*** STUDY MATERIAL ***

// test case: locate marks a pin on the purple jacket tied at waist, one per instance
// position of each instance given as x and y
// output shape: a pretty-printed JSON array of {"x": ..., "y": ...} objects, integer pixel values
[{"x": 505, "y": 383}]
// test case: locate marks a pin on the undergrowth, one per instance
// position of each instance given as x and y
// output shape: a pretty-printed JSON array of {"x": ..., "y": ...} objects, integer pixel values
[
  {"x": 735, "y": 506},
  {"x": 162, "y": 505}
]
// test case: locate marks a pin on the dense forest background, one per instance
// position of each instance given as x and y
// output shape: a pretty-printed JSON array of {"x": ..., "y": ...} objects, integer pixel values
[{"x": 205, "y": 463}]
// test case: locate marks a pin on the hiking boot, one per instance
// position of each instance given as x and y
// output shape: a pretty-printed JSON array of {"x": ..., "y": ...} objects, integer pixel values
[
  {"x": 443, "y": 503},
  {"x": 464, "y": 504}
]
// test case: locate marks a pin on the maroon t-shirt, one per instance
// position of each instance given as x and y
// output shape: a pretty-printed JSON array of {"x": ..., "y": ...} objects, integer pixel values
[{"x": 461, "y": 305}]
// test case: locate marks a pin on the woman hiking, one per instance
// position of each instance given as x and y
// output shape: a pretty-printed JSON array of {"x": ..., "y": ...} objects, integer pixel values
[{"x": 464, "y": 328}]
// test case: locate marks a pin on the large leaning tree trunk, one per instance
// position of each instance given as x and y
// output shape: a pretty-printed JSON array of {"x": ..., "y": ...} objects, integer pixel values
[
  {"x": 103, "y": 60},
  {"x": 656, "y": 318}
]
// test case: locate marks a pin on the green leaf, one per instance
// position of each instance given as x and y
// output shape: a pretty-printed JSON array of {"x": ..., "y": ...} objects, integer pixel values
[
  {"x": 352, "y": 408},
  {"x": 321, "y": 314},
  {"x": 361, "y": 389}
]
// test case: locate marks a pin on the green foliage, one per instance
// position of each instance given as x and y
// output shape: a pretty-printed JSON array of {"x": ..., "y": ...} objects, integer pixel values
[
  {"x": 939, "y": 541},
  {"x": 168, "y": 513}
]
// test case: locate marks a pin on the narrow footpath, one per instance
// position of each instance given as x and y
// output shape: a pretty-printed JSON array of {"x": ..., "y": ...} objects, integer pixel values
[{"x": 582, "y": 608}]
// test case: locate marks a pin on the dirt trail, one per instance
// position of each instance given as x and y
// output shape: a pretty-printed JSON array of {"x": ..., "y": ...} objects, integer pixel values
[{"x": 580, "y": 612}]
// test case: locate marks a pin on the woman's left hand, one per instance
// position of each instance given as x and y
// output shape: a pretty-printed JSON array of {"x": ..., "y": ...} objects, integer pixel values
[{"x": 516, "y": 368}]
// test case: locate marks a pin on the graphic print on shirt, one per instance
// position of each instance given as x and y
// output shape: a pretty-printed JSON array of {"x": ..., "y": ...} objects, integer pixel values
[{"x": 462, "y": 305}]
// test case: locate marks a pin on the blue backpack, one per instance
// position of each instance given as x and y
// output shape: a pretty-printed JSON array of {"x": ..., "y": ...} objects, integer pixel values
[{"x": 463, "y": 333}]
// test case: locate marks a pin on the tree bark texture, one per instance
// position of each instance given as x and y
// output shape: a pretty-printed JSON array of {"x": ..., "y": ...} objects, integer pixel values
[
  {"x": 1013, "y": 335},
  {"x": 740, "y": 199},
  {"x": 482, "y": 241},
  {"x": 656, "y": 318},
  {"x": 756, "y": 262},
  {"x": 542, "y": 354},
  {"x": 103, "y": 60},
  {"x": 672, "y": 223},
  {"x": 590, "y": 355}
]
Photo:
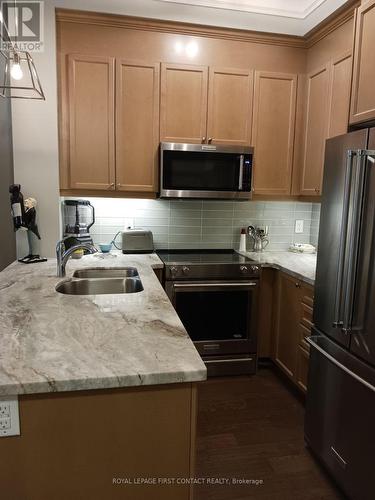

***

Only the text of the records above is to be reproduced, exactly as given; the pictures are dropped.

// test case: locate marks a pin on the purple jacket tied at waist, one per instance
// position of each instance given as x and y
// output shape: a pretty-printed JSON array of {"x": ..., "y": ...} objects, integer pixel values
[{"x": 505, "y": 383}]
// test case: locate marks a pin on the undergrowth, one per instance
// position of each instance given as x and y
// output shape: a pretty-printed JSON array of {"x": ..., "y": ...} objects, integer pixel values
[
  {"x": 735, "y": 506},
  {"x": 162, "y": 505}
]
// test case: locate marks a pin on the dense forest background, one per instance
// position of each instance given as x and y
// output shape: a pretty-printed JSON array of {"x": ..., "y": ...} objects, integer pixel values
[{"x": 205, "y": 463}]
// test case: locate marks a pin on the hiking boot, one per instance
// position of each instance given as x and y
// output shape: a pretty-printed JSON array of {"x": ..., "y": ...} objects, integer pixel values
[
  {"x": 443, "y": 503},
  {"x": 464, "y": 504}
]
// test case: locate marks a pin on the maroon t-shirt, one per instance
// position of each instance given as x and y
// output shape: a pretty-printed JSON array of {"x": ..., "y": ...} objects, integer pixel values
[{"x": 461, "y": 305}]
// test case: locate marks a pin on the woman hiking, one per instance
// position of each instance given as x and y
// output shape: a pretty-printed JSON array of {"x": ..., "y": ...} objects, integer pixel values
[{"x": 464, "y": 328}]
// test case: locate marks a pin on the large leaning tree trunk, one per instance
// position of each instance given as x and y
// output shape: a pretty-printed JSON array of {"x": ..., "y": ...} objects, integer pixel values
[
  {"x": 103, "y": 60},
  {"x": 656, "y": 318}
]
// test case: locate marks a pin on the green leaf, one per instance
// position of each instance given as x and y
// output shape: a pretty-printed JSON array of {"x": ..., "y": ...} objects, integer pixel values
[
  {"x": 352, "y": 408},
  {"x": 321, "y": 314},
  {"x": 361, "y": 389}
]
// test case: locate marks a pin on the green foliage, one per instance
// position of each instance given as x and y
// output shape: a pretty-printed JSON array of {"x": ..., "y": ...} objects, integer pixel values
[
  {"x": 939, "y": 541},
  {"x": 168, "y": 513}
]
// test case: locate marks a pin on the narrow footpath, one per instance
// position of each instance given as x and y
// output shape: a pretty-printed JSON array of {"x": ..., "y": ...} objects, integer pixel values
[{"x": 582, "y": 608}]
// test case: locate marks a pin on the dirt trail, one per instance
// position of each instance given as x and y
// output shape: a pretty-printed JSON array of {"x": ..., "y": ...} objects, integer pixel values
[{"x": 580, "y": 612}]
// test case: locate marks a pin on the woman's left hand, one per instance
// position of each instance given as x and y
// output shape: a pretty-printed JSON array of {"x": ..., "y": ...} objects, integer pixel values
[{"x": 516, "y": 368}]
// test case: locate marks a pin on the graphic print on shirt, one per instance
// position of each instance given as x and y
// output shape: a pretty-printed JSON array of {"x": ..., "y": ...} objects, integer pixel values
[{"x": 462, "y": 305}]
// test case: locate marks a pin on the blue backpack, one per instance
// position of each instance given as x and y
// output shape: a pretty-printed JSON array of {"x": ..., "y": ...} objects, integer pixel values
[{"x": 463, "y": 333}]
// test case: locate marks a pin on the tree bark texture, one per instance
// position of each instance given as x and y
// output shape: a pretty-printed JSON array of {"x": ..., "y": ...} objects, integer pixel values
[
  {"x": 1013, "y": 335},
  {"x": 740, "y": 199},
  {"x": 482, "y": 241},
  {"x": 656, "y": 318},
  {"x": 756, "y": 262},
  {"x": 542, "y": 354},
  {"x": 103, "y": 60},
  {"x": 672, "y": 223},
  {"x": 590, "y": 355}
]
Photo:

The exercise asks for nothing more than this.